Tabling Events

by Rachel Payne

 Tabling Events
A basic set-up. I painted hexagons on a drop cloth, but even a solid tablecloth will work.

The Pineywoods Beekeepers Association has several opportunities throughout the year to promote beekeeping and pollinator stewardship. Many of these are come-and-go public events for all ages. If you’ve never tabled an event, you might be a little apprehensive about it. Here are some ideas to help you. You could also use these tips to set up a table for selling your honey at your local farmers market.

It doesn’t take much to create an inviting and attractive display. You can get by with a table (usually provided by the event coordinators), tablecloth (to make your table look nice and hide all the junk you’ll undoubtedly want to stash underneath it), observation hive (PBA has three available for use), and a few beekeeping supplies, such as your smoker and veil. An observation hive is great for attracting visitors. For many, it’s a rare opportunity to catch a glimpse of the inner workings of a beehive. People young and old are fascinated by seeing the bees up close and they enjoy looking for the queen. Some beekeepers like to mark their queens so they’re easier to spot, but don’t worry if yours isn’t marked. It’ll just make finding her a bit more challenging!

If you want to kick it up a notch, take a jar of honey and little spoons for sampling. It’s a good idea to have a plastic container with a lid for disposing of the used spoons; neighborhood bees are attracted to the smell of honey. I also recommend keeping a damp rag handy. It’s impossible to not get sticky when repeatedly squeezing tastes of honey onto small spoons, some held by preschoolers. You might take an empty hive so people can see where your bees normally live. Let them remove the cover and manipulate the frames. If you have pieces of burr comb, you can let your visitors hold it and smell it (caution them to be gentle and not squeeze it). You could also take products of the hive, such as candles and lip balm, as examples of uses for beeswax. Feeling more ambitious? The internet is full of coloring sheets with bees and other pollinators, as well as craft ideas. Take extra beekeeping supply catalogs and Bee School brochures if you think you might meet aspiring beekeepers. Offer honey recipes or maybe even samples of foods made with honey. Flowers, real or artificial, add a nice touch.

You may be thinking, “I can do that, but what do I say?” If you’re a new beekeeper, you might even think, ”I don’t know that much about bees!” I bet you know more than most of the people who’ll visit your table. And it’s perfectly ok to say, “I don’t know.” No one knows everything there is to know about bees. You won’t have to do much to get the conversation going. “Can you find the queen?” is a good start. “Have you ever thought about keeping bees?” is another. A lot of people will approach you with a question or tell you how their grandfather used to keep bees. There’s usually someone with bees in a house, shed, or tree. Some will ask how much it costs to get started keeping bees. At least one person will ask if you’ve heard of the Flow Hive. If you have a marked queen, or if there’s a child who’s seen one at another event, you may be asked if the queen is born with a red dot on her back. Point out larvae, sealed brood, nectar, capped honey. Are there drones? If so, point them out. Sometimes your visitors will get to watch young bees emerging from their cells.

Just be friendly and let people see your enthusiasm for beekeeping!

_Data records_:
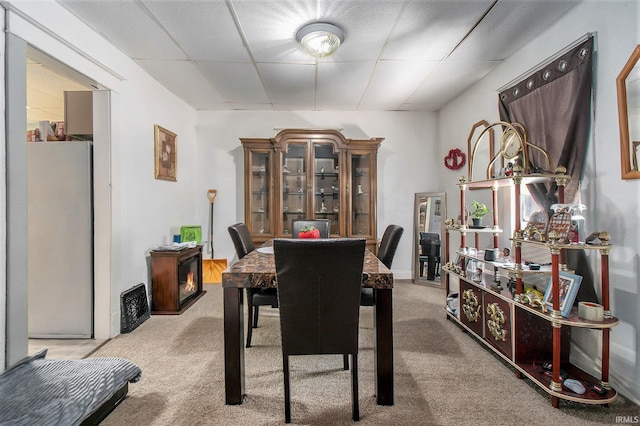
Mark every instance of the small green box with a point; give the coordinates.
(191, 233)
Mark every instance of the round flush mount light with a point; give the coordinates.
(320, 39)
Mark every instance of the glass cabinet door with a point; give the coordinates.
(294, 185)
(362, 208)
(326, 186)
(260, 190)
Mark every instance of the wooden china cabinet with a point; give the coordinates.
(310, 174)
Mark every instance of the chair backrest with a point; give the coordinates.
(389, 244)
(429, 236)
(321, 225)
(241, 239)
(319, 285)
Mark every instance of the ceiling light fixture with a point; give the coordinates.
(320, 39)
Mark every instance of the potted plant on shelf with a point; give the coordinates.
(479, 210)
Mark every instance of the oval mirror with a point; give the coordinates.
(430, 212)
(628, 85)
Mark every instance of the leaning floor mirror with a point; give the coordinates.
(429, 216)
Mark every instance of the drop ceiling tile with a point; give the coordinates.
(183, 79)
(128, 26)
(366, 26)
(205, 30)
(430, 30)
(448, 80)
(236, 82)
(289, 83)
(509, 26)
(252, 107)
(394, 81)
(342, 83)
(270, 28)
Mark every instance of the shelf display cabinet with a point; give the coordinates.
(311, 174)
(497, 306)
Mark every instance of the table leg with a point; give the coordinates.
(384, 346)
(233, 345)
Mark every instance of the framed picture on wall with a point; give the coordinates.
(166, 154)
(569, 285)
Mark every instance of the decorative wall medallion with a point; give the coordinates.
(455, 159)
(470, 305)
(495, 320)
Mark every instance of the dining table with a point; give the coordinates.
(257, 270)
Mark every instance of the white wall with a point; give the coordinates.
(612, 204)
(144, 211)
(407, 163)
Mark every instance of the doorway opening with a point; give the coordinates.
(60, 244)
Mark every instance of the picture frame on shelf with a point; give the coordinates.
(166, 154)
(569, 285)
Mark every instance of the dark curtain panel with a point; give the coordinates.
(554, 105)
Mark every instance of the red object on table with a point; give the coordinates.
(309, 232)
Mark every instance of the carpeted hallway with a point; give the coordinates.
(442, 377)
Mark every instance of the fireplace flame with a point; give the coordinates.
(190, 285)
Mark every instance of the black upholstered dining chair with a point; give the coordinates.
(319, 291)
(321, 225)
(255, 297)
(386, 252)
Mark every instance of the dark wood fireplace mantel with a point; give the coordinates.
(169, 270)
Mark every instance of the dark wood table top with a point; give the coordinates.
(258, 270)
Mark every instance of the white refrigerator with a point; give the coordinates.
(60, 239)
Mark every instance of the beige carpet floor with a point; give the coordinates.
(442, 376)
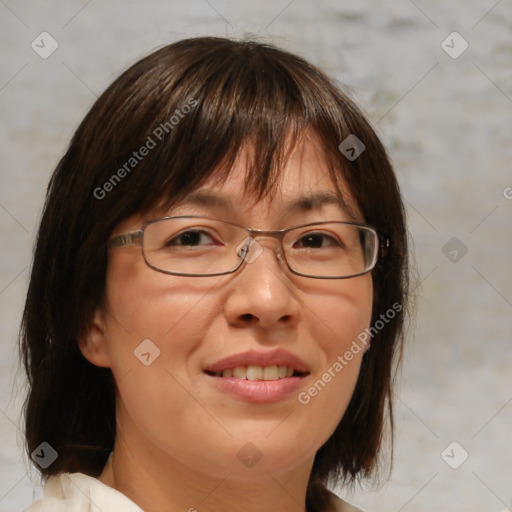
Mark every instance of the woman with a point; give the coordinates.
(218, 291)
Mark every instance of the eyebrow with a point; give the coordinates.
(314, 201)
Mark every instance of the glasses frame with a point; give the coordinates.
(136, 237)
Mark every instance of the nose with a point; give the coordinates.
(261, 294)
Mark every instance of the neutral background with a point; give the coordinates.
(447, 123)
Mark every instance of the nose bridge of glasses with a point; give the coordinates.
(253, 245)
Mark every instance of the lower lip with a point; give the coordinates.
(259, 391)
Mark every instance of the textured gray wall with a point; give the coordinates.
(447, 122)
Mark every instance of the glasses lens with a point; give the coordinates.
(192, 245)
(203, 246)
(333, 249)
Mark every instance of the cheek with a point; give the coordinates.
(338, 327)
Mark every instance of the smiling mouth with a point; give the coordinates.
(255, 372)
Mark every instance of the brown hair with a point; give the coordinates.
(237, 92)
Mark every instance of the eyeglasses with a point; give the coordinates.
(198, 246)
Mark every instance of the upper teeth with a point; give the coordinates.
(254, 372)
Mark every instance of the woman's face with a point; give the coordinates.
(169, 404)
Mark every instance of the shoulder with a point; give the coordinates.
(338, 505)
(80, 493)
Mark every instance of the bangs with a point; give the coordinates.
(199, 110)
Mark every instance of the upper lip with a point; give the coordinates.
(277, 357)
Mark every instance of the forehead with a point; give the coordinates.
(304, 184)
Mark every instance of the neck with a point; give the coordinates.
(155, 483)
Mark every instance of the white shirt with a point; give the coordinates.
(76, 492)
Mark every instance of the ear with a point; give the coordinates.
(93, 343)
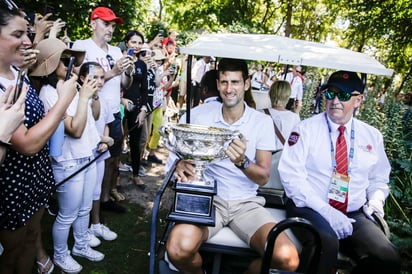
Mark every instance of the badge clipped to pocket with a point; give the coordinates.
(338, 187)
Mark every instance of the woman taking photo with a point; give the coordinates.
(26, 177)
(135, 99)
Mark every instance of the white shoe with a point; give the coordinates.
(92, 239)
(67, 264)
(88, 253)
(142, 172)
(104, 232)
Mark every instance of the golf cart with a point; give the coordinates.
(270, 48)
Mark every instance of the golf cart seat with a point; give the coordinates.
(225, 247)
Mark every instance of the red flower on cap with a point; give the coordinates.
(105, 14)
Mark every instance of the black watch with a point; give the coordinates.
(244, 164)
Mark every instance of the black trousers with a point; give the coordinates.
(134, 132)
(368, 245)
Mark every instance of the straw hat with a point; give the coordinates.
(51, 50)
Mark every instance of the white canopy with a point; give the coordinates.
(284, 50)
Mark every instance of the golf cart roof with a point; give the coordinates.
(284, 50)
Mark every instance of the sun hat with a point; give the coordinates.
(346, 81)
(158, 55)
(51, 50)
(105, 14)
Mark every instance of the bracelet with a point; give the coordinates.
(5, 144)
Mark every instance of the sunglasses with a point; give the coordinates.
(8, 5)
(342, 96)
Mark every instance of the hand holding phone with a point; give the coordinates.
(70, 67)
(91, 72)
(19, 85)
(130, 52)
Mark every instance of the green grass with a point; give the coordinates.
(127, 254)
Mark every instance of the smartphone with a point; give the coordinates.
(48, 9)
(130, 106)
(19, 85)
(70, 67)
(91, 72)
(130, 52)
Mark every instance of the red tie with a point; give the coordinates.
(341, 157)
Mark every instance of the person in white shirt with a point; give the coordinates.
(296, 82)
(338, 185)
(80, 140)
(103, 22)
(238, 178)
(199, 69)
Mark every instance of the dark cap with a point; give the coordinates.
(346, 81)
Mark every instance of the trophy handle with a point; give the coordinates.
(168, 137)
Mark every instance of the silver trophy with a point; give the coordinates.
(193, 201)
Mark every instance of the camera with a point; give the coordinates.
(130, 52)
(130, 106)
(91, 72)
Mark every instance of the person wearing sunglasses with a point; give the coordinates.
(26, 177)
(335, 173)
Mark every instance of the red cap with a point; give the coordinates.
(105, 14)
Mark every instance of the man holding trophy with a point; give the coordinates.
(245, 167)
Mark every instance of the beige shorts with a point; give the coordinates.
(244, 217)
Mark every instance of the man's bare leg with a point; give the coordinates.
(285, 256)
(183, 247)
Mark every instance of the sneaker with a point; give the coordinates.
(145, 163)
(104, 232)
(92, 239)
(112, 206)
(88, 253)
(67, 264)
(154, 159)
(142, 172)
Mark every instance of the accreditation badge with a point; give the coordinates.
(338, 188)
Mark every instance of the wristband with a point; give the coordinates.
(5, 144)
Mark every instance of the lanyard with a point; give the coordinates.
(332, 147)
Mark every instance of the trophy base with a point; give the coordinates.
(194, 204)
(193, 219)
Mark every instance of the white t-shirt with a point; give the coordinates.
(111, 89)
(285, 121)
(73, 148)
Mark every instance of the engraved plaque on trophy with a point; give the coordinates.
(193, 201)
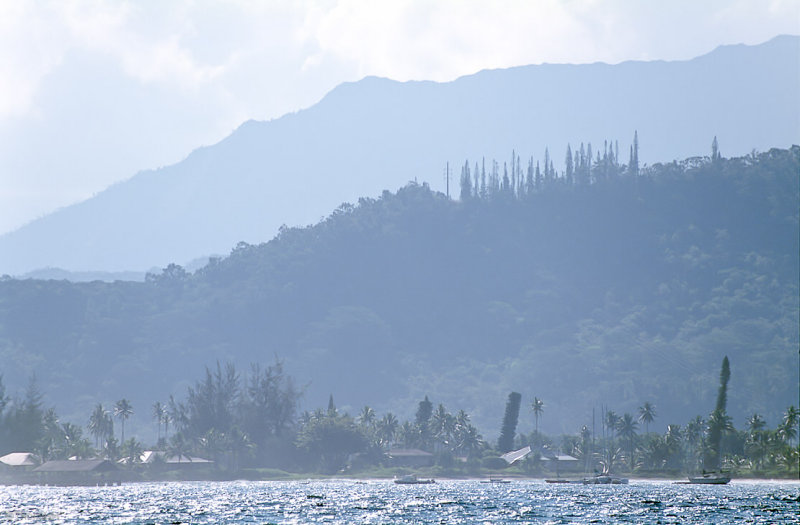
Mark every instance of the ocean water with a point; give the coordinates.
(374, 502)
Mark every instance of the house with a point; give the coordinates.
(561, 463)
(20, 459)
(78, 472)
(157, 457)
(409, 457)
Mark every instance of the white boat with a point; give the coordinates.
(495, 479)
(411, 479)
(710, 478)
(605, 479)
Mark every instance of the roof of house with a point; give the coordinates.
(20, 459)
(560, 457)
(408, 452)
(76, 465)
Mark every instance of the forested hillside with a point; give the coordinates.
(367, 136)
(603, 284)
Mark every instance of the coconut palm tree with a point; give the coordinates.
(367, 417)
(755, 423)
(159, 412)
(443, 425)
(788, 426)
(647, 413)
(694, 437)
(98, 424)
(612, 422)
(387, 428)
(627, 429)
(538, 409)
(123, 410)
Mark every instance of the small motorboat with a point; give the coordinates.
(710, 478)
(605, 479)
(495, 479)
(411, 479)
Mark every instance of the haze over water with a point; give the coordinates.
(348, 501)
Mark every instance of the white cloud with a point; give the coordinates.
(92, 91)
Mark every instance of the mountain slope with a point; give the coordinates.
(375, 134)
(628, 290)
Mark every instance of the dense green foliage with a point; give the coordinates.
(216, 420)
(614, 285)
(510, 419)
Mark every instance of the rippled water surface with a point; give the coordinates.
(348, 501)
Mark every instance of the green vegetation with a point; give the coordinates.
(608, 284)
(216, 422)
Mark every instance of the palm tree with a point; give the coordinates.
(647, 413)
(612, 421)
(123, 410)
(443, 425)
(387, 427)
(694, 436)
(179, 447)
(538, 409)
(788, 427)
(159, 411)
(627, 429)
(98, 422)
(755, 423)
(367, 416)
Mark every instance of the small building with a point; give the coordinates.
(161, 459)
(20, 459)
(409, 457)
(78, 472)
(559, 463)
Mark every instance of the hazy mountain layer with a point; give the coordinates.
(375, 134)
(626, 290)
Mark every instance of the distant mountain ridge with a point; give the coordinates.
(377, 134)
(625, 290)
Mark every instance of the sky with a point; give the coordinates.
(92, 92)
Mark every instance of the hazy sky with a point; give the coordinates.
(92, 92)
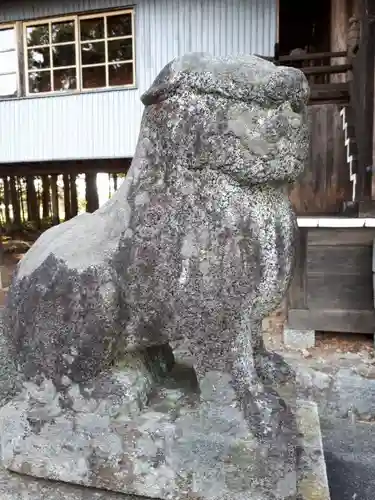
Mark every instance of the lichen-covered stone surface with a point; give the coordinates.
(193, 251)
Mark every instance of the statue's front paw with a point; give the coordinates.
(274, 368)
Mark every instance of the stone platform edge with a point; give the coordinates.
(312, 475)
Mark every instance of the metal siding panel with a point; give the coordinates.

_Work order A_: In the article on tabling events, why does the writer suggest bringing a plastic container with a lid when offering honey samples?
_Work order B_: Copy from the article on tabling events the part that opens with the words containing "by Rachel Payne" and closes with "local farmers market.".
_Work order C_:
Decide whether each statement agrees with the article on tabling events, and answer yes or no, quoting the words from the article that settle it.
(i) The Pineywoods Beekeepers Association has three observation hives available for use.
(ii) The writer advises new beekeepers not to tell visitors "I don't know."
(iii) The table is usually provided by the event coordinators.

_Written response A_: The lidded container holds the used sampling spoons. Neighborhood bees are attracted to the smell of honey, so the spoons need to be closed away.

_Written response B_:
by Rachel Payne

 Tabling Events
A basic set-up. I painted hexagons on a drop cloth, but even a solid tablecloth will work.

The Pineywoods Beekeepers Association has several opportunities throughout the year to promote beekeeping and pollinator stewardship. Many of these are come-and-go public events for all ages. If you’ve never tabled an event, you might be a little apprehensive about it. Here are some ideas to help you. You could also use these tips to set up a table for selling your honey at your local farmers market.

_Written response C_:
(i) Yes: "observation hive (PBA has three available for use)"
(ii) No: "And it’s perfectly ok to say, “I don’t know.”"
(iii) Yes: "a table (usually provided by the event coordinators)"